Instruction
Render each line of the data below as a two-column Markdown table, with the line number under "Row" and the line's text under "Line", skipping blank lines. Leave the pictures out of the answer.

Excerpted records
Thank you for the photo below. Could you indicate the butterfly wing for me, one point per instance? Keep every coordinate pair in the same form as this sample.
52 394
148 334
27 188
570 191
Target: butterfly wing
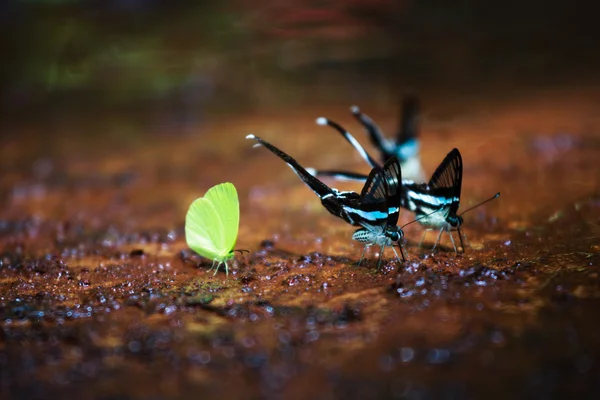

Response
| Row | Line |
|---|---|
| 1 | Thank you for the photo below. Could you indicate the butterfly wing for me, one point per instance? Keep every coordinate pair in the same form as this sample. |
| 2 | 52 394 |
| 3 | 148 334 |
| 4 | 27 188 |
| 5 | 570 191 |
| 6 | Target: butterfly wing |